# [PROBLEM DETAILS]
Find the line containing "the dumbbell weight". Retype it and every line after it through the end of the entries, exactly as written, with nothing added.

** Opening RECORDS FOR PROCESSING block **

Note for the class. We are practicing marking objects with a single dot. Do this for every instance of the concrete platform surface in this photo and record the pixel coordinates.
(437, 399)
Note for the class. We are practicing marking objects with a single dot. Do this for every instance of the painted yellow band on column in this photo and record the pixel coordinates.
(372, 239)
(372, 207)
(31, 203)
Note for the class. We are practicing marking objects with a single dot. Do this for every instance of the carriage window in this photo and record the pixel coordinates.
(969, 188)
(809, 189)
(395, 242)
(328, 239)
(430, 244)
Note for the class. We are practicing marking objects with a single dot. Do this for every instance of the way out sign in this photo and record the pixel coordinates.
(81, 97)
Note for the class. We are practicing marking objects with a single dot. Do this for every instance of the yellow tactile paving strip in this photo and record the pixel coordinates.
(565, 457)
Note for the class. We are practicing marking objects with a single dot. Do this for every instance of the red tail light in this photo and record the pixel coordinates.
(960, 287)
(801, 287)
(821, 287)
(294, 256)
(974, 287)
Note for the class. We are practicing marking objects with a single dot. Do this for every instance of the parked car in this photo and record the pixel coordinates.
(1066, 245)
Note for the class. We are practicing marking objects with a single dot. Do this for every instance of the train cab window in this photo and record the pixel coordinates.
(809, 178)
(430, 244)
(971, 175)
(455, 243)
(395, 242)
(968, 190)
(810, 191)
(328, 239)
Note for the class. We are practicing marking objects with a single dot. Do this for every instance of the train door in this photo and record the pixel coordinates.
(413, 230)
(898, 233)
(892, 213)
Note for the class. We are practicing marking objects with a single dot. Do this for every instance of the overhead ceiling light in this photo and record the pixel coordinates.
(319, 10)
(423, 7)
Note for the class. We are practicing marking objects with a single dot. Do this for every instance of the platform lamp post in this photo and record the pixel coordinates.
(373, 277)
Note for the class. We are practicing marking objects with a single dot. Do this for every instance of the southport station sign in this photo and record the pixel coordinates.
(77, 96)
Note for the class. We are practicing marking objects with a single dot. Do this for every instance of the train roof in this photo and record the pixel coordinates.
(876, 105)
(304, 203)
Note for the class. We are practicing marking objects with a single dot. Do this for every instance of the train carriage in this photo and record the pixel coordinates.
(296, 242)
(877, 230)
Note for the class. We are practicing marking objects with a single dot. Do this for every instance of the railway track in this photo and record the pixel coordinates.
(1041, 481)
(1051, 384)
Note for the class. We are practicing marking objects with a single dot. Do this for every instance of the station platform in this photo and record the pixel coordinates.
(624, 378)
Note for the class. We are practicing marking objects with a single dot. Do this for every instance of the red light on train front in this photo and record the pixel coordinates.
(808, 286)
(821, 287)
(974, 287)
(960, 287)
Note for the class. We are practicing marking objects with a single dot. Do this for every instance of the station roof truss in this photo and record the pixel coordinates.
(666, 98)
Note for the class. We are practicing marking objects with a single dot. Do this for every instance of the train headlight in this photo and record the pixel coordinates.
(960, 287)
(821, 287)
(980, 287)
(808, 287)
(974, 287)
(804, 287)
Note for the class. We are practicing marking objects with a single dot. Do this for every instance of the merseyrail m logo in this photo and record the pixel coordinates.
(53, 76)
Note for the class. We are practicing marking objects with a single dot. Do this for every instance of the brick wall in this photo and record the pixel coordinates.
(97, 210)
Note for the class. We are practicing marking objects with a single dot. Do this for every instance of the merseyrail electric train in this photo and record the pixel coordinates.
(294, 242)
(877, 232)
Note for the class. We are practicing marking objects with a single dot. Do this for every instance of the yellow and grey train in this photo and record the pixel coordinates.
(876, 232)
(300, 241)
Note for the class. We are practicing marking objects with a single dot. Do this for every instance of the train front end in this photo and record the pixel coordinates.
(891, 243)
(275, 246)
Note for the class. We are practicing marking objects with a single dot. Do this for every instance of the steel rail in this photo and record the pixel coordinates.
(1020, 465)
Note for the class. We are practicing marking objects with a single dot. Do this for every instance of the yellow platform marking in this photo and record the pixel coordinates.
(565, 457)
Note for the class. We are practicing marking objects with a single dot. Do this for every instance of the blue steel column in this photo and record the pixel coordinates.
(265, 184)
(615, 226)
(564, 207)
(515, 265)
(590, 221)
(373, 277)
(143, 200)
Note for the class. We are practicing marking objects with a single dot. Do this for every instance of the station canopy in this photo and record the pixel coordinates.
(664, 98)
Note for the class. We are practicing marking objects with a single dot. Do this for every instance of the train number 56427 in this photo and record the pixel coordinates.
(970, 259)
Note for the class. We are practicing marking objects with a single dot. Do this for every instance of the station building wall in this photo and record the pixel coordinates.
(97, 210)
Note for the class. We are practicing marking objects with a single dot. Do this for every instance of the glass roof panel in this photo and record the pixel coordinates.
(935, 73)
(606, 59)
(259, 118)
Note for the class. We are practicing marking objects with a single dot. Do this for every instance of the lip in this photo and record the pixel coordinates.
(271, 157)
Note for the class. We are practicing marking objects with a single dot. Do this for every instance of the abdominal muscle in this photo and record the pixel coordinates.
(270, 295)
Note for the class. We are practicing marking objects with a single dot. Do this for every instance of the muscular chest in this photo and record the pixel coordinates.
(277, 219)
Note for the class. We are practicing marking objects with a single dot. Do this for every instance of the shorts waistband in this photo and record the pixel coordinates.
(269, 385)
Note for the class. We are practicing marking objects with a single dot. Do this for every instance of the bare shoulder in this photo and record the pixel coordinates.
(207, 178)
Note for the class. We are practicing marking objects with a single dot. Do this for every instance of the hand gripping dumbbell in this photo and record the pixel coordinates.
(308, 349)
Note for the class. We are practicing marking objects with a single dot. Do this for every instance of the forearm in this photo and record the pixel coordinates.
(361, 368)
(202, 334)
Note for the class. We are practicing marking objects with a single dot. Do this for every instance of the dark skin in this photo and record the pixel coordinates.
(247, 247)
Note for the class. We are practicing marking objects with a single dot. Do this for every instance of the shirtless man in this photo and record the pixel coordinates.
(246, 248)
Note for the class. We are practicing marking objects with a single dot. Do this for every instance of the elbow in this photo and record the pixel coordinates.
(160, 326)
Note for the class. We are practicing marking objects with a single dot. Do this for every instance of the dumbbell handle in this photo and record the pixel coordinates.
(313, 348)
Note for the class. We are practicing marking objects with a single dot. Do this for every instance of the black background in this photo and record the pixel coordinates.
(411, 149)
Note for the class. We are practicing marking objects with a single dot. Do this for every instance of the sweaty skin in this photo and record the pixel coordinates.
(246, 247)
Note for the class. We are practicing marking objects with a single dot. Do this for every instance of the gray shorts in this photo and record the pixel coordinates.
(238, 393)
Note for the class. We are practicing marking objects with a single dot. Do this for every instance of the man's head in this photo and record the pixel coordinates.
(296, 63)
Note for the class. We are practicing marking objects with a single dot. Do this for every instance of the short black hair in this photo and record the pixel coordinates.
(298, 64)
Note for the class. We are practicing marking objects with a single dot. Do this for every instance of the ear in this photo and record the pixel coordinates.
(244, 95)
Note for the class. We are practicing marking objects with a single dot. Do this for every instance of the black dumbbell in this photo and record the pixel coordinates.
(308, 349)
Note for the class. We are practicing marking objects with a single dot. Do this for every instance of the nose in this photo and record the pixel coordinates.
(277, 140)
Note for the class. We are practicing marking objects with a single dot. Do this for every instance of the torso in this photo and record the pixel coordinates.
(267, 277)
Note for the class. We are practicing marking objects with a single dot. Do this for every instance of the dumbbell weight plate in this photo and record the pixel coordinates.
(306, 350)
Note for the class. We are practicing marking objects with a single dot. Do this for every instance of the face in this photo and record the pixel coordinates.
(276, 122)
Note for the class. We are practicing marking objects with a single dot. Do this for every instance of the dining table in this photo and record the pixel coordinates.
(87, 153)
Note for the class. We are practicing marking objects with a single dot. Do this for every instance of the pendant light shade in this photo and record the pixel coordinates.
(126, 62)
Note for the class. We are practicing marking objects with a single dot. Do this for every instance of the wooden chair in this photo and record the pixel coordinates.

** Closing RECORDS FOR PROCESSING block **

# [YOUR RESPONSE]
Note for the class. We are practicing marking objects with a single dot. Do this for every instance of the dumbbell weight plate in this photo and record the pixel coordinates.
(306, 350)
Note for the class. We are practicing marking objects with a single dot. Do this for every instance of the face in this photo and record the pixel coordinates.
(276, 122)
Note for the class. We are practicing marking objects with a single dot. Do this for every instance of the dining table in this photo and record the pixel coordinates.
(87, 153)
Note for the class. We are practicing marking objects with a single dot. Do this for every instance of the pendant light shade in this photo and record the pixel coordinates.
(126, 62)
Note for the class. We are practicing marking objects with a single dot. Do this for every instance of the wooden chair in this photo and record the pixel coordinates.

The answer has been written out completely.